• Text under study:
========
Recent Advances and Future Prospects

There remains much to be learnt about AAV vector biology, in particular how specific capsids, whether native or engineered, influence key aspects of vector performance in defined target cell types within and across species. For example, the highly murine liver tropic type 8 capsid performs markedly less well in human hepatocytes as judged by transduction efficiencies achieved in chimeric mouse human livers [69] and inferred from human clinical trial data [70]. Accordingly, AAV transduction data obtained in mouse models and even nonhuman primate models, cannot be reliably extrapolated to predict performance in humans. As a result, there is increasing effort to generate data in primary human cells, both in vitro and in vivo using humanized mouse models, and to identify novel native and engineered capsids that are highly tropic for clinically relevant human cell types [69]. As a consequence, the power of the AAV vector toolkit can be expected to continue to increase, and higher cell type specific vector genome delivery efficiencies can be expected to confer increased gene targeting efficiencies.

As is already evident from earlier discussion of relatively tractable disease targets, such as haemophilia B, it is highly likely that the achievable genome editing efficiencies will alone be insufficient for many more challenging disease phenotypes. For a proportion of these diseases, largely dependent on the biology of the target cell populations involved, it is likely to become possible to selectively expand the subset of cells bearing desired gene targeting events. Strategies for achieving this are likely to include concurrent correction of mutations with nearby insertion of drug selectable expression cassettes. Again, this point is well illustrated by the developments of selection strategies in the mouse liver [71].
========
• Listed records:
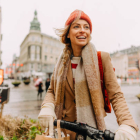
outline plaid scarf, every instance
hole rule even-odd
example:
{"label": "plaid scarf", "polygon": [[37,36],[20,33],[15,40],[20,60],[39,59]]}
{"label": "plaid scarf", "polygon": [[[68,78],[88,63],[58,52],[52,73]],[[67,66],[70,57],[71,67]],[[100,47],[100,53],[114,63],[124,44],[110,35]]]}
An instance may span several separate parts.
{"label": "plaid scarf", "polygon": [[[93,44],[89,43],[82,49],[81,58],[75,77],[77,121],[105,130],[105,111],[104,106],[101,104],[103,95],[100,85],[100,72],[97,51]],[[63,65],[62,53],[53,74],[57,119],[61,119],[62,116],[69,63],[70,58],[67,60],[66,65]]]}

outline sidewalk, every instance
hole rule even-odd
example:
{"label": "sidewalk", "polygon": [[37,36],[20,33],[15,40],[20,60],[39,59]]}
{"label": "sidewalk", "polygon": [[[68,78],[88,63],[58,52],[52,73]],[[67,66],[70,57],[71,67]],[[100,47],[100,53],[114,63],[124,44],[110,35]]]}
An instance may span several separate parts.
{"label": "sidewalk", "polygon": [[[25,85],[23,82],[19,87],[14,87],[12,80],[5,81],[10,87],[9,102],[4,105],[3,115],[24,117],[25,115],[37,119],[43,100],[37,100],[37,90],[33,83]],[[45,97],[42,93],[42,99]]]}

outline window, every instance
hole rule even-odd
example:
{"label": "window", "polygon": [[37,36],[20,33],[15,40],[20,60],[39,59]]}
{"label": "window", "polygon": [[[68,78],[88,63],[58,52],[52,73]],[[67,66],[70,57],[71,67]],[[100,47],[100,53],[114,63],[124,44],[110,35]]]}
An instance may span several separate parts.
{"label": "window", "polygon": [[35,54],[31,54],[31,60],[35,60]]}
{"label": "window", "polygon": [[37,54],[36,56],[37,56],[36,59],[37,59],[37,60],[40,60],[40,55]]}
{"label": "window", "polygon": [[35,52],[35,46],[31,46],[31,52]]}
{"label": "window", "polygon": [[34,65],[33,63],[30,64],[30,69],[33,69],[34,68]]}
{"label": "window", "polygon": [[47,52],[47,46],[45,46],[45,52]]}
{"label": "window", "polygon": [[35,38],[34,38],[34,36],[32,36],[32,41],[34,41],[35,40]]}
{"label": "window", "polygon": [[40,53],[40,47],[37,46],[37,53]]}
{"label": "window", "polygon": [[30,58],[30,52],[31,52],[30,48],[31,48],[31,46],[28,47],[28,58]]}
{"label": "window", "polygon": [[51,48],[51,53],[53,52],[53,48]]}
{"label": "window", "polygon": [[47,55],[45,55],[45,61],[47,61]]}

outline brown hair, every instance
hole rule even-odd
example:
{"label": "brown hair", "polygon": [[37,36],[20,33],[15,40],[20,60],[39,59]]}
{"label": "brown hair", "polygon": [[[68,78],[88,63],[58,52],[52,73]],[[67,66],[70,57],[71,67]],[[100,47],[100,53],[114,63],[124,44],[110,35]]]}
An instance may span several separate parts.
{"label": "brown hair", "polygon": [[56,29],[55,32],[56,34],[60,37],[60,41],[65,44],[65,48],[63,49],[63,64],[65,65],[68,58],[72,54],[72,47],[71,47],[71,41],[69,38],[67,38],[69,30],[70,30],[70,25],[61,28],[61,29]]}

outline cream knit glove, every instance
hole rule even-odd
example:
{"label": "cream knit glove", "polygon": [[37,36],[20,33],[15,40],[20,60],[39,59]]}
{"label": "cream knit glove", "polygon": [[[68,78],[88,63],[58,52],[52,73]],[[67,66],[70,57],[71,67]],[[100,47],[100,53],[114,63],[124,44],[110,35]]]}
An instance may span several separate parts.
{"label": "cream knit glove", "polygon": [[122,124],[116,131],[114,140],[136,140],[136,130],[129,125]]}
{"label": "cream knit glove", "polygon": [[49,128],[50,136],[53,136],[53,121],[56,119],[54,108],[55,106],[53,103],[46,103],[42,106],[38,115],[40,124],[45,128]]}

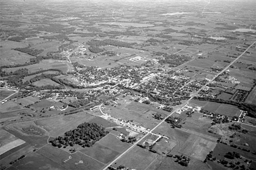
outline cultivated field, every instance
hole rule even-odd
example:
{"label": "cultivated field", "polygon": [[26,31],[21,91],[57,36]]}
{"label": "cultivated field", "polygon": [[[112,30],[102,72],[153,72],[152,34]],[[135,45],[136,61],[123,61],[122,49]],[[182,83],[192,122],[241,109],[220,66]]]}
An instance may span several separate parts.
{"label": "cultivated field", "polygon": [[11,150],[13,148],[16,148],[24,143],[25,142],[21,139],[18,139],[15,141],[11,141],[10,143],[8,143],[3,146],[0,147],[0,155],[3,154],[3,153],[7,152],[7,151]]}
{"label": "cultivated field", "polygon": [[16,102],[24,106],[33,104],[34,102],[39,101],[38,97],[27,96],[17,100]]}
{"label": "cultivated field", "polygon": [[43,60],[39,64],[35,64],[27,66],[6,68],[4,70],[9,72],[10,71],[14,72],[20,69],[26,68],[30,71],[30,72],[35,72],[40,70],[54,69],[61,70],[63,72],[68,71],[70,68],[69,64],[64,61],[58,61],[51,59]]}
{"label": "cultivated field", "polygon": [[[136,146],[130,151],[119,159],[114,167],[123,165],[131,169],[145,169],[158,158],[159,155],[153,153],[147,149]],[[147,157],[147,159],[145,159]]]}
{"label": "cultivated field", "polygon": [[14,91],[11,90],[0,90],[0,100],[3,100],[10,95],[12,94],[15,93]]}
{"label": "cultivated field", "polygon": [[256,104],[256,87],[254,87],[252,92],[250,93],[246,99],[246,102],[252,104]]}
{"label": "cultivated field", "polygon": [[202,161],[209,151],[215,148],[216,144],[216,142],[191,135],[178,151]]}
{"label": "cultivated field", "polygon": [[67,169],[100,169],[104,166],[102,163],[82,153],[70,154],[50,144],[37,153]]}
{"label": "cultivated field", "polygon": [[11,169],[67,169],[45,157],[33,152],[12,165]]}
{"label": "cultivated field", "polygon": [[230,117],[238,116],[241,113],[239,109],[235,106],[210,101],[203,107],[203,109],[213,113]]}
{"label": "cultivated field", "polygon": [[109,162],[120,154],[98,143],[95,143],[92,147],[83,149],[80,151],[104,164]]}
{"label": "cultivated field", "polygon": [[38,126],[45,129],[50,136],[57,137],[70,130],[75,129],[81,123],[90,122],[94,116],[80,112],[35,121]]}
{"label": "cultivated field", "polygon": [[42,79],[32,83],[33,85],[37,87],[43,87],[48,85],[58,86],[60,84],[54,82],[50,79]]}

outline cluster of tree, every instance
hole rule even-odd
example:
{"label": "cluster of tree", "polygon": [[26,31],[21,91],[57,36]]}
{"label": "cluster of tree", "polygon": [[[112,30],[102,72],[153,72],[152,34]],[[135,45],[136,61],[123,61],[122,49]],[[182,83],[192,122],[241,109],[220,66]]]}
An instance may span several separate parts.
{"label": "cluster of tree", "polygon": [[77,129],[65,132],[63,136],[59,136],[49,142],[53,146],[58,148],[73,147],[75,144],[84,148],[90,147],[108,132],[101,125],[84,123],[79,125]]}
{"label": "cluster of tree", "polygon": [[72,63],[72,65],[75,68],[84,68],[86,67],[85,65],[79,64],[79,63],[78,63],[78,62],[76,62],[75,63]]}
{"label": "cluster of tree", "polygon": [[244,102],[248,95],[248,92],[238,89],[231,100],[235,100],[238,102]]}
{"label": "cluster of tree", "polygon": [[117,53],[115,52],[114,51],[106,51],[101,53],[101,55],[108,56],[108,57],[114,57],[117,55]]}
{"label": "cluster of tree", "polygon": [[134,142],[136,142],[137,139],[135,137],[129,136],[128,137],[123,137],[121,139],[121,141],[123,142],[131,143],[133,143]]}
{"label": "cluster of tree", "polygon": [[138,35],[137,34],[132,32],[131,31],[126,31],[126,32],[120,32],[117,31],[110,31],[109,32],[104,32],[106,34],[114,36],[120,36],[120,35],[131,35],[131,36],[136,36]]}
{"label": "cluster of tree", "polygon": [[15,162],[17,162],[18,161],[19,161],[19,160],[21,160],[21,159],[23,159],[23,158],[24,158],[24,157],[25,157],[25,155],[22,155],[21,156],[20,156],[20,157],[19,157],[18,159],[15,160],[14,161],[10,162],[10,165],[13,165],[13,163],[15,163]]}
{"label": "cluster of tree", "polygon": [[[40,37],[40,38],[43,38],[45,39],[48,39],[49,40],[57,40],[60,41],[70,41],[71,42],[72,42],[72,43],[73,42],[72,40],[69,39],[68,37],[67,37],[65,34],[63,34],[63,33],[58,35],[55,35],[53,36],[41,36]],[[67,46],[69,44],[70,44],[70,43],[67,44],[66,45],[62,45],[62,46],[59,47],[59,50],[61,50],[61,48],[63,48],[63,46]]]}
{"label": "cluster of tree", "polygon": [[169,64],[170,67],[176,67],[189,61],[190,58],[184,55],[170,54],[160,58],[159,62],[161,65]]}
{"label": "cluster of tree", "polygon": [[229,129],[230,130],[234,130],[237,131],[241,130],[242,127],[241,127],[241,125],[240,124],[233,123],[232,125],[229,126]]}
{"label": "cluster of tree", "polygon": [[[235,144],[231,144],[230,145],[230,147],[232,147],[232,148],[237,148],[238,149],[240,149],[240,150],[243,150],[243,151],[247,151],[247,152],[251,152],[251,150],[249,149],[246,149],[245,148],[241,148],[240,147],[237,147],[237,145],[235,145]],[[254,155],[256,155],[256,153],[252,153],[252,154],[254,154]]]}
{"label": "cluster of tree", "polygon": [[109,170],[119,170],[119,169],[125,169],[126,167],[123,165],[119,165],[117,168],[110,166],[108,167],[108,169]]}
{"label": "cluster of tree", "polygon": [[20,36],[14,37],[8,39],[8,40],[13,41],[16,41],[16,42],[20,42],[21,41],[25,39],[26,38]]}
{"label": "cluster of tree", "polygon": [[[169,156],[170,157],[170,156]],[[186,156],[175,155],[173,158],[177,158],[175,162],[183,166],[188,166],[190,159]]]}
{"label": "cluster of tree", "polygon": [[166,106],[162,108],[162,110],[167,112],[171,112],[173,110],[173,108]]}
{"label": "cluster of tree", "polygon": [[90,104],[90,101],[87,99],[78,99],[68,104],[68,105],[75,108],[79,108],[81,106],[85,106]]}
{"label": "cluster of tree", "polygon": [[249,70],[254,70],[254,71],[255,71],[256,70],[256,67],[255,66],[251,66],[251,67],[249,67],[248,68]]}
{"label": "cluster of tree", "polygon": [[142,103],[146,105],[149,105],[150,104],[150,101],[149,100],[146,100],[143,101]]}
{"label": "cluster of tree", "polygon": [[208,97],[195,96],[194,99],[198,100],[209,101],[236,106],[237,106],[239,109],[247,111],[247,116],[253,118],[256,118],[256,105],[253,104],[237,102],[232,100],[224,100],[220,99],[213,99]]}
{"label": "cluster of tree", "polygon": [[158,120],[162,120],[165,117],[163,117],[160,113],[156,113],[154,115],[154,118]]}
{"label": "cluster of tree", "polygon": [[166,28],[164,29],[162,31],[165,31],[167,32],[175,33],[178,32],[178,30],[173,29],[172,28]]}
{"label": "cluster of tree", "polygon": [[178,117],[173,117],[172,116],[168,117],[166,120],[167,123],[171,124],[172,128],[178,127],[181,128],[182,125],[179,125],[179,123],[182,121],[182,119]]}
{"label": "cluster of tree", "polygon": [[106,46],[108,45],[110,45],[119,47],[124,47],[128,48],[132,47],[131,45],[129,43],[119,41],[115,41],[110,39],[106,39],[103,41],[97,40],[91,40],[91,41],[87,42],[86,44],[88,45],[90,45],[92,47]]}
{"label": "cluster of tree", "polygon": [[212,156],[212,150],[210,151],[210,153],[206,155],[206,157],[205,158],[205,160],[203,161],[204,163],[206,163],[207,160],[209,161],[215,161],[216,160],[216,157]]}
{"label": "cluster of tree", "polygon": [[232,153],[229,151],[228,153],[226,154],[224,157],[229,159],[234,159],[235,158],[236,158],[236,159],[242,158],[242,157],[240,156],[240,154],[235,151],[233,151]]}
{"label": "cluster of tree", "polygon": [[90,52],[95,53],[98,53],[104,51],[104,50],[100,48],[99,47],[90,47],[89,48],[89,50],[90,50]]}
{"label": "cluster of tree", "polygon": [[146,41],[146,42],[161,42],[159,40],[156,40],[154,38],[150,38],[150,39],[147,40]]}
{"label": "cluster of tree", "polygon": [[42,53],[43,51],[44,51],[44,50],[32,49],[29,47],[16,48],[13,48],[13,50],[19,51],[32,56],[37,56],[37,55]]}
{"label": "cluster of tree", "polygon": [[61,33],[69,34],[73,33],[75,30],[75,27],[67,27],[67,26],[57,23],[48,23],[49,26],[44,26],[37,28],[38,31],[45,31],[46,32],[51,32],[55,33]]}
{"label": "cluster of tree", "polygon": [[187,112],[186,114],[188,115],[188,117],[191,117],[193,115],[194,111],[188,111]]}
========
• To do:
**A)** In the passage on AAV vectors, which capsid type does poorly in human liver cells even though it strongly targets mouse liver?
**B)** Continue the passage on AAV vectors after its last sentence.
The rows come from a different source than the text.

• Answers for the exercise:
**A)** The type 8 capsid.

**B)**
Conclusions

The technologies for genome editing are becoming increasingly powerful and have already been successfully used to achieve phenotype correction in a small number of murine models. The main limitation, however, for human therapy and for application to a broader spectrum of more challenging disease phenotypes, is efficiency. Gene-targeting vectors based on AAV are unique in that they simultaneously combine highly efficient delivery with precise genome-editing capacity. Moreover, they have special promise for direct in vivo applications, where AAV transduction vectors can be used to co-deliver user-designed nucleases if required to further enhance targeting efficiencies. Finally, when considered in concert with evolving strategies for selective expansion of successfully edited cells, the trajectory of genome editing technology is particularly promising such that the prospect of realizing therapeutic benefit is no longer a distant vision.